会見で、川人主任弁護士は「判決では、労働基準法が求める労働者の健康状態への配慮を無視した当直業務の可能性を指摘しながら、病院側の『安全配慮義務違反』を否定したことは納得できない。これでは、使用者が労働者に過重な労働を強いたとしても、何の賠償責任も問われないことになり、過重労働を放置しかねない」と警鐘を鳴らした。その上で、「医師の過重労働をなくしていくためには、社会全体の取り組み、国の政策の改善も必要だが、病院経営者も責任を持って取り組む必要がある」と訴えた。
のり子さんは「判決では、病院に非はないとしているが、病院の判断と裁判官の考えは受け入れ難い」と強調。また、「病院は一生懸命働く医療者を守ってくれないのか。好きなだけ働けというのか」と、あらためて疑問を投げ掛けた。
「父のような小児科医になりたい」と、今年から小児科医として臨床現場で働き始めた長女の千葉智子さんは、時折声を詰まらせながら、「父は子どもの未来をつくるために頑張ってきた。そのような医師が守られる社会になってほしい」と求めた。また、医師の立場から、「(患者を診療するには)医師自身の健康が必須だ」と指摘した。
これまでのり子さんが続けてきた「小児医療改善を求める活動」について報道陣から質問が飛ぶと、のり子さんは「小児科医として働く娘が、生きがいや誇りを持って活躍できる医療界であってほしい。医療者の労働環境改善を訴えていく気持ちは変わらない」と答え、活動を続けていく意向を示した。上告については、「(判決文を)十分読んでから考える」とした。
■「支援する会」は
「小児科医師中原利郎先生の過労死認定を支援する会」(守月理会長)は、「本日の判決を不当なものと考える。病院側の責任を認めない判決に、強い憤りと同時に深い悲しみを覚える」とのコメントを発表した。病院側の「安全配慮義務違反」を認めなかった判断については、「環境改善を怠る病院や国に対し、格好の免罪符を与えることになりかねない。世論の流れに逆行する判断だ」と厳しく批判。さらに、全国の病院に対して、「悲劇が二度と繰り返されることのないよう、この判決にかかわらず、医師の労働環境改善に取り組むことを強く求める」と呼び掛けている。
■病院側は
病院側の安田修弁護士も会見を開き、まず「(法廷で争うことで)遺族の方々に影響が出ることには心を痛めている」と、原告側の心情を気遣った。判決については、「結論は予想できていた」としながらも、「(病院側の主張が認められて)ほっとしている」と、安堵(あんど)の表情を浮かべた。また、同じ東京地裁の行政訴訟と民事訴訟の判決が“正反対”の判断を示したことについて、「提出している証拠の量が全く違うので、結論(判決)が違うことは十分あり得る」と述べ、理解を求めた。
病院側が利郎さんに対し、「小児科の収益が上がらなければ、医局ごと他の大学病院系列の医師に交代させる」などと圧力を掛けていたとの一部報道については、「売り上げを上げろという圧力やノルマ、リストラなどは一切なかった。宗教法人の病院なので、採算は重視していない」と反論。さらに、「病院が(利郎さんの)異変に気付いていたとしたら、防止したい事案だった。病院側としては精いっぱいやっていたので、残念」と、病院側の主張を代弁した。

# 課題 A
文章のうち、「会見で、川人主任弁護士は「判」を含む語句で始まり「分読んでから考える」とした。」で終わる部分を、「小児科医」を「小児科の医師」に置き換えて書き写せ。
# 課題 B
判決を受けた各方面の反応を伝える文章を、三文で要約せよ。
文章に書かれている内容だけを根拠にしてください。

保存済みデータ一覧:
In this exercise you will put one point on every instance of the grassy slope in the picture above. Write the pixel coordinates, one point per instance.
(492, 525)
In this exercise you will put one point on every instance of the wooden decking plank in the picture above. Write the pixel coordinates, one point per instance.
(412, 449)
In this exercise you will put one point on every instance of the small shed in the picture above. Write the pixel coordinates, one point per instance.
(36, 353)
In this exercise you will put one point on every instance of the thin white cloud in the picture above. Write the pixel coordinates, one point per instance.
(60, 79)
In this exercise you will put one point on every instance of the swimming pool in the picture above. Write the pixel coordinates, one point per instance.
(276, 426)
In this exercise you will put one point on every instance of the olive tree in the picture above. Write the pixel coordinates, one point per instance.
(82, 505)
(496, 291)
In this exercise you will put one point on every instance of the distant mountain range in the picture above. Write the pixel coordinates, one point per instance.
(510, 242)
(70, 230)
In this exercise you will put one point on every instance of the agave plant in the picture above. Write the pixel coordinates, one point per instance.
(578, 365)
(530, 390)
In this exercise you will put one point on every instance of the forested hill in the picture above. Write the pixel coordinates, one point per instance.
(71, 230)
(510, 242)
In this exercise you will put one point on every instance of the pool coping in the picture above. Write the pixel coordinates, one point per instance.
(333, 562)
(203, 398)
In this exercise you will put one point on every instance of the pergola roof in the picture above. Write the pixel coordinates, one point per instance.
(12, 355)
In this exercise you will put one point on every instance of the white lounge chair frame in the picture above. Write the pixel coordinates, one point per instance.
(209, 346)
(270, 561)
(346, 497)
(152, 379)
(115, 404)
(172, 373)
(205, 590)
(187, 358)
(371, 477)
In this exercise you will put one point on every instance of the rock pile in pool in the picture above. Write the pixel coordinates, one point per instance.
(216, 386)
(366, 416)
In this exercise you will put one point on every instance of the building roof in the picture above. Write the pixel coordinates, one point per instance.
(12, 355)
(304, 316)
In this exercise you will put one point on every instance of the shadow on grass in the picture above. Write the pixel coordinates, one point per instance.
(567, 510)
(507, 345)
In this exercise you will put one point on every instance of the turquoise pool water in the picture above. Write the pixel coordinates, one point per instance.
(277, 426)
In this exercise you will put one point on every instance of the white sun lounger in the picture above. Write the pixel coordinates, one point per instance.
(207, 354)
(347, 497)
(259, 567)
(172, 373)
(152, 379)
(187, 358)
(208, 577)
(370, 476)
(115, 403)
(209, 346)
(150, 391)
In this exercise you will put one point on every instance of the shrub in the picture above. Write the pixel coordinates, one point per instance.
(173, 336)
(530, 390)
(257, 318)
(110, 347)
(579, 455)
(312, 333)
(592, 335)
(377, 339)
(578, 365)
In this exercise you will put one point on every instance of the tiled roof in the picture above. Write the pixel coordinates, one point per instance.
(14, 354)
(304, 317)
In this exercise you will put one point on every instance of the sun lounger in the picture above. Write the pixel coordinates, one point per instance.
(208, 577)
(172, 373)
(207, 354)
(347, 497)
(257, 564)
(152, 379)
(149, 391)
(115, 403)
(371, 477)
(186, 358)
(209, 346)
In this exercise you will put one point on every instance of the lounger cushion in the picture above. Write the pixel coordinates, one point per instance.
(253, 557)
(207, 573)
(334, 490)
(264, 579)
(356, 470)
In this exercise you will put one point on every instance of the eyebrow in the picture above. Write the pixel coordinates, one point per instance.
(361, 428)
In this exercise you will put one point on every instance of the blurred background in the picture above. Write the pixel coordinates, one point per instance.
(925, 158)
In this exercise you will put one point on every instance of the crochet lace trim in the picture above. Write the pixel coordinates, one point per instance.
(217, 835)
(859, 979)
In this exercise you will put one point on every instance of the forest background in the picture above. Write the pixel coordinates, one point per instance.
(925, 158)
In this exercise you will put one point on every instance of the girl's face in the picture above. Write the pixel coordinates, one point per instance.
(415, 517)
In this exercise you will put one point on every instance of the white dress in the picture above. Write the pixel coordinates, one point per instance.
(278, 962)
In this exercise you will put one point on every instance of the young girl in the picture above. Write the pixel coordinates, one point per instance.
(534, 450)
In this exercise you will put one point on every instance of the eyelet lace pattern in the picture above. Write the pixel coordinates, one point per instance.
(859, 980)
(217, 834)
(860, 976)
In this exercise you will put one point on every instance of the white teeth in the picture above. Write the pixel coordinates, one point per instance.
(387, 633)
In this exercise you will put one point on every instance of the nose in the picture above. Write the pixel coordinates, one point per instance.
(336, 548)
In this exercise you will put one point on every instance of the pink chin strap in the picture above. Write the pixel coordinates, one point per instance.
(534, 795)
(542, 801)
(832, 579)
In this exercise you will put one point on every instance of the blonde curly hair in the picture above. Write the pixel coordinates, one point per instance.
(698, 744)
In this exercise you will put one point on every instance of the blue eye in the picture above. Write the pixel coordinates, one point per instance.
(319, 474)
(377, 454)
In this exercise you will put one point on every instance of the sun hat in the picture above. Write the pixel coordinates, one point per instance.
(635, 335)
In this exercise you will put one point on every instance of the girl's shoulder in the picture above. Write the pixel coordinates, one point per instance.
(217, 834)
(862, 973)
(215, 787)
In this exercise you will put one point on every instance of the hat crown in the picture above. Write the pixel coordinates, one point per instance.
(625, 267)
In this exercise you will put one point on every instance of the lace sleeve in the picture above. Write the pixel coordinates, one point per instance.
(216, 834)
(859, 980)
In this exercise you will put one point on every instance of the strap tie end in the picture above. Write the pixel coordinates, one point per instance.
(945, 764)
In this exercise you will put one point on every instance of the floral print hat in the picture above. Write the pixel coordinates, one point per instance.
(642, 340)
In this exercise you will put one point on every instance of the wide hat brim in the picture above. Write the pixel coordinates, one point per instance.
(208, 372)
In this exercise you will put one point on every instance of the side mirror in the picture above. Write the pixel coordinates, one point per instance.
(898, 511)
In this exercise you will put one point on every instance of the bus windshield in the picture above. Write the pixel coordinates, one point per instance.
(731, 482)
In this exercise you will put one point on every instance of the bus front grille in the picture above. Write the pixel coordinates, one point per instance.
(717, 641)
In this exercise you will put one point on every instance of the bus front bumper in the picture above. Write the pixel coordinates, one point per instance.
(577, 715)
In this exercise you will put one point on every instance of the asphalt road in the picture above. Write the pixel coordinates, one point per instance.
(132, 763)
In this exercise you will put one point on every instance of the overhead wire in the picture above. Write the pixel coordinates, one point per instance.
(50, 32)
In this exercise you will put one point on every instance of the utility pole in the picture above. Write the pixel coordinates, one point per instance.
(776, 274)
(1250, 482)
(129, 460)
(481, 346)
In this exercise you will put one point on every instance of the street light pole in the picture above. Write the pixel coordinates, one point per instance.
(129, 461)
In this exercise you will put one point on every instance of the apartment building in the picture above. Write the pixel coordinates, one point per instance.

# 模範解答 A
会見で、川人主任弁護士は「判決では、労働基準法が求める労働者の健康状態への配慮を無視した当直業務の可能性を指摘しながら、病院側の『安全配慮義務違反』を否定したことは納得できない。これでは、使用者が労働者に過重な労働を強いたとしても、何の賠償責任も問われないことになり、過重労働を放置しかねない」と警鐘を鳴らした。その上で、「医師の過重労働をなくしていくためには、社会全体の取り組み、国の政策の改善も必要だが、病院経営者も責任を持って取り組む必要がある」と訴えた。
のり子さんは「判決では、病院に非はないとしているが、病院の判断と裁判官の考えは受け入れ難い」と強調。また、「病院は一生懸命働く医療者を守ってくれないのか。好きなだけ働けというのか」と、あらためて疑問を投げ掛けた。
「父のような小児科の医師になりたい」と、今年から小児科の医師として臨床現場で働き始めた長女の千葉智子さんは、時折声を詰まらせながら、「父は子どもの未来をつくるために頑張ってきた。そのような医師が守られる社会になってほしい」と求めた。また、医師の立場から、「(患者を診療するには)医師自身の健康が必須だ」と指摘した。
これまでのり子さんが続けてきた「小児医療改善を求める活動」について報道陣から質問が飛ぶと、のり子さんは「小児科の医師として働く娘が、生きがいや誇りを持って活躍できる医療界であってほしい。医療者の労働環境改善を訴えていく気持ちは変わらない」と答え、活動を続けていく意向を示した。上告については、「(判決文を)十分読んでから考える」とした。

# 模範解答 B
原告側の主任弁護士は、病院の安全配慮義務違反を否定した判決に納得できないと述べ、遺族は医療者の労働環境改善を訴え続ける意向を示した。支援する会も判決を不当とし、全国の病院に医師の労働環境改善に取り組むよう求めた。一方、病院側の弁護士は主張が認められてほっとしていると述べ、売り上げを上げろという圧力などは一切なかったと反論した。